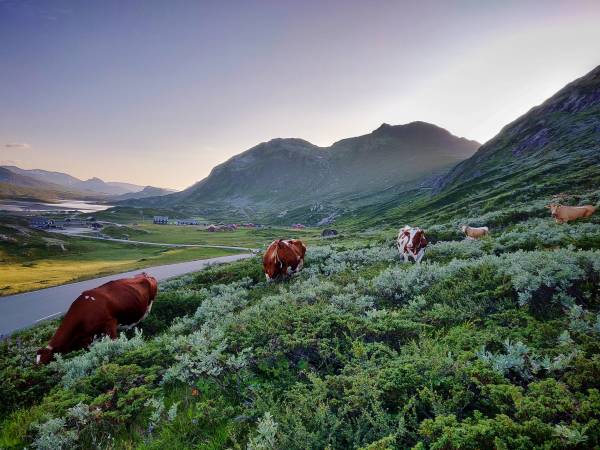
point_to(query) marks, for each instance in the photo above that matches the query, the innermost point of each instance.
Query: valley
(488, 343)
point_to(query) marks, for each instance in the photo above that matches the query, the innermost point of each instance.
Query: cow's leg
(111, 329)
(420, 256)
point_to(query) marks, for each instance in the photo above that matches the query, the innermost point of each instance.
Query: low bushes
(483, 345)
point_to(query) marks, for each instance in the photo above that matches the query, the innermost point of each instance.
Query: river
(63, 205)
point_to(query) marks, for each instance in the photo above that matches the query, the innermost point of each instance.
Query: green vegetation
(242, 237)
(486, 344)
(128, 214)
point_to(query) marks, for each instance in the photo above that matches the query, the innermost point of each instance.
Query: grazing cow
(411, 242)
(564, 214)
(119, 303)
(475, 232)
(283, 258)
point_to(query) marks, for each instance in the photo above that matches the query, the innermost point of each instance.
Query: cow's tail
(276, 254)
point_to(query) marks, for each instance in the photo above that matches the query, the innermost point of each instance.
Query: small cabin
(161, 220)
(40, 222)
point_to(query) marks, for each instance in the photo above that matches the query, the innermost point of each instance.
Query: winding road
(24, 310)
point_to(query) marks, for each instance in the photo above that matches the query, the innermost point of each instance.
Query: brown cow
(283, 258)
(475, 232)
(564, 214)
(411, 242)
(99, 311)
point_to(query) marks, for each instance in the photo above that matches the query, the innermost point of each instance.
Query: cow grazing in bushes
(411, 243)
(564, 214)
(475, 232)
(283, 258)
(100, 311)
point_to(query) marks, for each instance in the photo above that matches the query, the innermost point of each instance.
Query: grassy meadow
(489, 344)
(85, 259)
(190, 234)
(31, 259)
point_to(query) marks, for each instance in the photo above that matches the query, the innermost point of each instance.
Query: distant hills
(552, 138)
(148, 191)
(552, 149)
(38, 184)
(15, 186)
(275, 179)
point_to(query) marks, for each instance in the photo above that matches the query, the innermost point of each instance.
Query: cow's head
(272, 264)
(554, 207)
(419, 240)
(44, 356)
(152, 283)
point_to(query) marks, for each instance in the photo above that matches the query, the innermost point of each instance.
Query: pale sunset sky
(158, 92)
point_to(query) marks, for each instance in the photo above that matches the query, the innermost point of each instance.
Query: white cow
(411, 242)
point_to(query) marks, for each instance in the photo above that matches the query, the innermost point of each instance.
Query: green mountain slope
(273, 178)
(14, 186)
(553, 149)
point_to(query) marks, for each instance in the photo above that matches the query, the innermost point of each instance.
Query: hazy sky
(159, 92)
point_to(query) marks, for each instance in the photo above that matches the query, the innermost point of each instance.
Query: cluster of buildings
(164, 220)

> **Work instruction**: Each line above should be output exactly, apart from the pictures.

> **Answer box**:
point_to(query) marks, for each instance in the photo above that matches the query, the innermost point of each instance.
Query: valley
(488, 343)
point_to(query) marks, for each instance in the photo above that matches the query, the innermost point of each instance.
Query: cow's leg
(111, 329)
(420, 256)
point_to(query) marks, for each instance in the photo above that matches the query, the innermost point of each instance.
Query: low bushes
(483, 345)
point_to(query) marks, for each instance in the photo above that matches the query, the innermost point of each instance.
Query: river
(63, 205)
point_to(query) marks, for each instance in the photo above that matches the query, the innermost point of each instance.
Query: green vegetation
(242, 237)
(486, 344)
(128, 214)
point_to(query) marks, for each instance in the photo above that matches the query, the innermost point of each instance.
Query: grazing cow
(411, 242)
(564, 214)
(119, 303)
(475, 232)
(283, 258)
point_to(query) marks, for each instance in the photo above that matches the query, the innermost point of each instance.
Query: cow's tail
(276, 254)
point_to(query) marks, for each instance in the photo above that matches the query, the innermost point of each instance.
Query: small cabin
(161, 220)
(40, 222)
point_to(query) marks, for each instance in the photo above that matches the query, the innermost point of each instance.
Query: winding road
(24, 310)
point_to(query) marks, for each instance in the photo above that matches the query, the innermost point of each instance.
Query: brown cow
(283, 258)
(475, 232)
(564, 214)
(411, 242)
(99, 311)
point_to(query) marks, for each instance in the photo above that matches the query, the innermost point of each instance.
Query: cow grazing in bushes
(411, 243)
(564, 214)
(475, 232)
(283, 258)
(100, 311)
point_to(query) marks, for each instance in the photo above that matches the query, the innermost point of each instance.
Query: grassy meadow
(489, 344)
(85, 259)
(190, 234)
(31, 259)
point_to(query) marks, for each instance in the photo above that matches the query, the innermost point of each instance.
Query: distant hills
(552, 138)
(148, 191)
(552, 149)
(38, 184)
(15, 186)
(275, 179)
point_to(query) marks, for each instance in the photo above that matches the query, the innermost point of each instance.
Query: cow's head
(272, 264)
(554, 207)
(419, 240)
(44, 356)
(152, 283)
point_to(query) marks, for each instance in the photo above that matches the query, the innermost point of each instance.
Query: pale sunset sky
(158, 92)
point_to(query) marks, for each instance in the photo above that matches the query, the innermost point of each instance.
Query: white cow
(411, 242)
point_to(query) marks, for each instance in the photo above that matches the query, the innermost point of each instance.
Query: green mountain slope
(273, 178)
(14, 186)
(553, 149)
point_to(query) marks, for each instance in the photo above that matches the query, the innermost point of each instance.
Query: hazy sky
(159, 92)
point_to(query) marks, for each instance in the photo above that matches the query, the innermost point of each instance.
Query: cluster of buildings
(164, 220)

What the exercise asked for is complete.